- _Texte d'exercice_
● ● ● ● ● ● ●

La Poste en souffrance

Alors qu’une expertise fait état d’une dégradation des conditions de travail, la direction envoie quatre syndicalistes au tribunal.

Anaïs Gerbaud  • 21 juin 2012 abonné·es

Après un congé maladie, Brigitte, employée au service général des entreprises du centre financier de La Poste à Paris, retourne le 15 septembre 2011 au boulot. Mais « le planning ne mentionne ni sa présence ni ses horaires. […] Elle perd pied ». Ce jour-là, à 11 heures, Brigitte se jette par la fenêtre. « Je m’étonne qu’après une reprise à temps partiel thérapeutique, on exige de moi d’atteindre cinq objectifs, comme une collègue toujours à temps plein », déclarait-elle dans son dernier entretien.

On peut lire ce récit dans un document sur les conditions de travail dans le service de Brigitte, une expertise réalisée par un cabinet indépendant, Isast (1), à la demande du comité d’hygiène, de sécurité et des conditions de travail (CHSCT). Émaillée de témoignages saisissants, cette étude pointe l’attitude de la direction et une organisation du travail défaillante. Face à ce résultat accablant, trois représentants syndicaux de SUD-PTT et un de la CGT ont demandé une extension de l’expertise à d’autres services du centre financier de La Poste. La démarche leur a valu d’être assignés, le 14 juin, par la direction devant le tribunal de grande instance de Paris. Une procédure qui contredit la promesse de « grand dialogue » social annoncée en mars dernier par le PDG, Jean-Paul Bailly.

● ● ● ● ● ● ●

- _Données_
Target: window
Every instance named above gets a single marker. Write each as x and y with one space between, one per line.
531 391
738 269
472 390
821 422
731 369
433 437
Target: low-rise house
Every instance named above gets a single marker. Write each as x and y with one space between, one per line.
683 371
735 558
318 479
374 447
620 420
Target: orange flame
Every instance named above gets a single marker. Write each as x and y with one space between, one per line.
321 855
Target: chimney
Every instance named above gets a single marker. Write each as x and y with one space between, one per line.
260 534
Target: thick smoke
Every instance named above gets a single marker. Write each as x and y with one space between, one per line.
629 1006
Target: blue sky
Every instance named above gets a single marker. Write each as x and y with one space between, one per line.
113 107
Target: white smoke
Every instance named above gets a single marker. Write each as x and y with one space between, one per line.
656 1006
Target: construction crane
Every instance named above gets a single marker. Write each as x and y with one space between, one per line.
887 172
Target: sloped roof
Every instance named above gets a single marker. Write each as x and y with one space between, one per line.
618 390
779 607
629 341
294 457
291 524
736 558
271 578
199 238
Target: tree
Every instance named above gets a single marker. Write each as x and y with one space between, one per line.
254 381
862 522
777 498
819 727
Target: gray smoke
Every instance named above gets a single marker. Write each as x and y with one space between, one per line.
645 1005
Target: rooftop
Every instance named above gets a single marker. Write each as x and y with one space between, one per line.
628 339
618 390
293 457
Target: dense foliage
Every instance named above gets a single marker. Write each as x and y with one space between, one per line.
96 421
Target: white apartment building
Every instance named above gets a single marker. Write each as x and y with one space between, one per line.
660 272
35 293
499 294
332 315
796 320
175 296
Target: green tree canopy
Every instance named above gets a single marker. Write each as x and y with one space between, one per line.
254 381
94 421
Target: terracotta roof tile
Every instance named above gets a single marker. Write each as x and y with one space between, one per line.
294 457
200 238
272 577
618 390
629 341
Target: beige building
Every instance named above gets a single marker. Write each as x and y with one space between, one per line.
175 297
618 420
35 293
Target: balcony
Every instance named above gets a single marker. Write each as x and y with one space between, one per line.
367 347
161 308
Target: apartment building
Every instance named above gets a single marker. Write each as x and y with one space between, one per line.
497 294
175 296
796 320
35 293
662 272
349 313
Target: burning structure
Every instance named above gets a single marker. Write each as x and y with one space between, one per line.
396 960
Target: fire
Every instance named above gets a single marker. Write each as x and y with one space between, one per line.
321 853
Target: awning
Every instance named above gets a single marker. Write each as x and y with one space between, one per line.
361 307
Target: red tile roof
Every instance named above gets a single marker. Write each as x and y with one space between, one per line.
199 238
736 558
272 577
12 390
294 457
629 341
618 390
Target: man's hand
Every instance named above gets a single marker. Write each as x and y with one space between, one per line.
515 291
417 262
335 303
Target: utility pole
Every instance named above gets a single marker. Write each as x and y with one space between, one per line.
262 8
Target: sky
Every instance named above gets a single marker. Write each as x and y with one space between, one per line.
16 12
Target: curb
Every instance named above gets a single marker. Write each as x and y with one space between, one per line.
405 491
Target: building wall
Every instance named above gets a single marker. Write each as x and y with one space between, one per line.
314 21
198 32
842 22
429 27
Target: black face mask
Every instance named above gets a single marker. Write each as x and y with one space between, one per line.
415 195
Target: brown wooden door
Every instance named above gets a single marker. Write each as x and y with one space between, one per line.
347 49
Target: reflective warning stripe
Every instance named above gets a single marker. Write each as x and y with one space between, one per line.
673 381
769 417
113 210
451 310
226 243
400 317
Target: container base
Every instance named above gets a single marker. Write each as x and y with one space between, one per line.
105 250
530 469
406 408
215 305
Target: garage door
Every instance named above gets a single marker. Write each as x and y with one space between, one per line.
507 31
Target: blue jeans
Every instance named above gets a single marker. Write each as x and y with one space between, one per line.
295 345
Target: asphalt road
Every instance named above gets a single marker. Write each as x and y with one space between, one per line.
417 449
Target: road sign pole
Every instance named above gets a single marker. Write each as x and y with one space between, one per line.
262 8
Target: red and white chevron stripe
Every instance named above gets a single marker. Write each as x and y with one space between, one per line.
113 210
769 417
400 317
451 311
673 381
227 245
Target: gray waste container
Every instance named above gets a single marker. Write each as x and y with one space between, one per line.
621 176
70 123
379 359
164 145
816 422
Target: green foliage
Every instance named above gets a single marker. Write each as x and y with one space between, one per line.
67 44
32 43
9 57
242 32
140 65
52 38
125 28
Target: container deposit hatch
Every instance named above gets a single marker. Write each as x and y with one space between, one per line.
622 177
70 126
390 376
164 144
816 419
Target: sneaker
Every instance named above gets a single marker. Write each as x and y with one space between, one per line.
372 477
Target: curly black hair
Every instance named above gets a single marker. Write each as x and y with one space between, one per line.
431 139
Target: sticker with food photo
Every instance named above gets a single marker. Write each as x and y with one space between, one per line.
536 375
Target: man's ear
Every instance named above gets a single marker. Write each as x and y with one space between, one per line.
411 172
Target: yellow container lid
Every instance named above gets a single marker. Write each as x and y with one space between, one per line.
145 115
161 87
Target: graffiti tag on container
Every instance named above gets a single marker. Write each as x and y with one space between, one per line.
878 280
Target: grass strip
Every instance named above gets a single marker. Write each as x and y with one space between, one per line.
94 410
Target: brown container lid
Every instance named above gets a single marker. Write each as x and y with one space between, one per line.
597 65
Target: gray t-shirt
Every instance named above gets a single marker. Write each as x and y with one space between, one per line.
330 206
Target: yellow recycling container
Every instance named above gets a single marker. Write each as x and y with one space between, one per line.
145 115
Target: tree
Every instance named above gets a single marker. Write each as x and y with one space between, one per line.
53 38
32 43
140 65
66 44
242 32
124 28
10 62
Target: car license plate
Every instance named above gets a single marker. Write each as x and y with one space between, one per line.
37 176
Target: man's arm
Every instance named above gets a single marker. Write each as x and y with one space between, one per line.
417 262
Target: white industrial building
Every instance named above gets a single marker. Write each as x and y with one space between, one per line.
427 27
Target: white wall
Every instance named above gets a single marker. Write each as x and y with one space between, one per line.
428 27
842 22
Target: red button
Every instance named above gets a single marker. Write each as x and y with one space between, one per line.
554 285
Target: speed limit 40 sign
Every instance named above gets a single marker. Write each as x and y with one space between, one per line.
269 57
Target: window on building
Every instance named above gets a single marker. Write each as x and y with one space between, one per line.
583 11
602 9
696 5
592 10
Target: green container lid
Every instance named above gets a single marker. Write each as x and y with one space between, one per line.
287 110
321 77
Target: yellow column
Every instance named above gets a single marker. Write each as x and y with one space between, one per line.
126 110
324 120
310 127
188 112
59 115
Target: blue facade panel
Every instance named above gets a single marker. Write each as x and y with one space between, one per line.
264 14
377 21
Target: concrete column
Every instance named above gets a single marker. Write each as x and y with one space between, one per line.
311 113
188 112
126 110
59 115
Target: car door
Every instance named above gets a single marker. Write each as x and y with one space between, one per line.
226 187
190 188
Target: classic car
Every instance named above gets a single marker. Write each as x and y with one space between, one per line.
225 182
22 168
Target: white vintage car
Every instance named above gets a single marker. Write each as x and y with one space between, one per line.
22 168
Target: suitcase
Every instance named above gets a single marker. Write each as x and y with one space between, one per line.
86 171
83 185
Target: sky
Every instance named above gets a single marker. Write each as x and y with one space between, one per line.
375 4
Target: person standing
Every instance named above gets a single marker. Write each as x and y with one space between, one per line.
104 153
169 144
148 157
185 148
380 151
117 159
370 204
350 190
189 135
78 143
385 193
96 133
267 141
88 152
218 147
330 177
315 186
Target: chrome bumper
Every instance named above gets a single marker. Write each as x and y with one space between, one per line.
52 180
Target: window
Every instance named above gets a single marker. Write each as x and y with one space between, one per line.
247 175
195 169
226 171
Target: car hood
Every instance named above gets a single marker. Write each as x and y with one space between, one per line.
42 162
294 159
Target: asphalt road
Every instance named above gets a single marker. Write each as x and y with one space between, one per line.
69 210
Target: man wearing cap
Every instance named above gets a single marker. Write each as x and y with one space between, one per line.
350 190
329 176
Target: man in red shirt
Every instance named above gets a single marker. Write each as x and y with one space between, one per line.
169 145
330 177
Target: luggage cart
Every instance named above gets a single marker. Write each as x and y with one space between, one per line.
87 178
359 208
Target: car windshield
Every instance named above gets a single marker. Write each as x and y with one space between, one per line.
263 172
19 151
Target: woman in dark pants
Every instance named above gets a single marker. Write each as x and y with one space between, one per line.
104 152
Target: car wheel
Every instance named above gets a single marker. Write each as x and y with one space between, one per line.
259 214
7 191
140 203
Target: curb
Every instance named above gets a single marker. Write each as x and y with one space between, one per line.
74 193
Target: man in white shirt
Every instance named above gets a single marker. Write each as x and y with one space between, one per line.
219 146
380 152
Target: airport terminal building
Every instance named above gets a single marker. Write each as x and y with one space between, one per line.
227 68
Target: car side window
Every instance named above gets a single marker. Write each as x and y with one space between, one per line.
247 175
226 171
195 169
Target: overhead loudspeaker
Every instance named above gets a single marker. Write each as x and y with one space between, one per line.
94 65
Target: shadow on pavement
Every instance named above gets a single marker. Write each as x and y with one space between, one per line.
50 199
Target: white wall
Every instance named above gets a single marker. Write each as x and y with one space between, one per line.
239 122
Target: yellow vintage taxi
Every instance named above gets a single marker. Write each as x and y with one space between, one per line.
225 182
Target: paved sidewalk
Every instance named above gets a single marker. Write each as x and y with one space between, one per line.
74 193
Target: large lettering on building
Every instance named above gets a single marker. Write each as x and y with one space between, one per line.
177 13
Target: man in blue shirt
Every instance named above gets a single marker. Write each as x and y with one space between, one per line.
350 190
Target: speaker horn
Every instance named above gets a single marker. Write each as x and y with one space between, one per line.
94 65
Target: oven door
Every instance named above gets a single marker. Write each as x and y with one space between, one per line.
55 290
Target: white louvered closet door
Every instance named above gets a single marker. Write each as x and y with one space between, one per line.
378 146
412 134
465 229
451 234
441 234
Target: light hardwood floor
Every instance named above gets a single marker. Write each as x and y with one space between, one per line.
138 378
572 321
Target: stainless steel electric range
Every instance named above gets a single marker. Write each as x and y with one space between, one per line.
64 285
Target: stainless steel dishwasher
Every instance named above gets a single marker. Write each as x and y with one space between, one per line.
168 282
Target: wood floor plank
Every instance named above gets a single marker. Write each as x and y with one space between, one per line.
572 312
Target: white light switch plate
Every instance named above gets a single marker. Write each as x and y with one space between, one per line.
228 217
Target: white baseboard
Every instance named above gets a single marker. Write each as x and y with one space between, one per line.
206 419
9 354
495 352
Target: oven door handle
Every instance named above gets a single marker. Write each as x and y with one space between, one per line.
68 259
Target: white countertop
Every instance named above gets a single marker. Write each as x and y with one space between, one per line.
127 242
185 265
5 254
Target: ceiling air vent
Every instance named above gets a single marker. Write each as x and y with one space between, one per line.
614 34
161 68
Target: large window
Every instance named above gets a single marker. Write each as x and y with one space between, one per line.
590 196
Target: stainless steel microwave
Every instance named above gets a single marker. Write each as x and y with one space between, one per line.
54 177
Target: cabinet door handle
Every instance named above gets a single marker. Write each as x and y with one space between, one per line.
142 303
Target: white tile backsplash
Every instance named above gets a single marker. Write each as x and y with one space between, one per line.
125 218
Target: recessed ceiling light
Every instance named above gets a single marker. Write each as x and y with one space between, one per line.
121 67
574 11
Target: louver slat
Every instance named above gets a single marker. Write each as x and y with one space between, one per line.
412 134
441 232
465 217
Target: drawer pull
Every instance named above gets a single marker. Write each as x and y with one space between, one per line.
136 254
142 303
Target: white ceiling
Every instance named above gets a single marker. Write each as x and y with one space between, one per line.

● ● ● ● ● ● ●

- _Consigne 1_
Selon l'article sur La Poste, à quelle date la direction a-t-elle assigné les quatre représentants syndicaux devant le tribunal de grande instance de Paris ?
- _Consigne 2_
Traduisez en anglais cette phrase de l'article sur La Poste : « Émaillée de témoignages saisissants, cette étude pointe l'attitude de la direction et une organisation du travail défaillante. »
- _Consigne 3_
Reprenez l'article sur La Poste à la suite de sa dernière phrase.

- _Réponse 1_
Le 14 juin.

- _Réponse 2_
Filled with striking testimonies, this study points to the attitude of management and a deficient organization of work.

- _Réponse 3_
Les syndicats rappellent qu’à la suite de nombreux suicides, plus de 70 par an selon eux, la direction a mis en place une dizaine de mesures, notamment la création d’une commission présidée par Jean Kaspar, ancien secrétaire général de la CFDT, qui se veut « un examen complet de la vie au travail […] avec les syndicats et les postiers », et ce « dans chaque établissement de La Poste ». Le procès des quatre syndicalistes a donc provoqué un tollé, qui a mobilisé quelques centaines de postiers devant le Palais de justice le 14 juin, et suscité une grève nationale, peu suivie, à l’appel des deux syndicats majoritaires, CGT et SUD-PTT. Ceux-ci revendiquent « un gel des restructurations des services et des suppressions d’emplois, et un changement radical du management au sein du groupe ». Les syndicats dénoncent aussi une instrumentalisation de la commission Kaspar, qualifiée d’ « opération de propagande » orchestrée par la direction. « Lors des séances, la direction ment et refuse de reconnaître ses erreurs », affirme Gaëlle Differ, du syndicat SUD-PTT. Mi-avril, les dirigeants ont cependant suspendu les réorganisations de services. Récurrentes, celles-ci avaient conduit le service de Brigitte à modifier sans cesse les procédures. « C’est une sorte de laboratoire et nous en sommes les cobayes », lit-on dans les propos recueillis par le cabinet, qui note que le travail soigné est dévalorisé au profit du rendement.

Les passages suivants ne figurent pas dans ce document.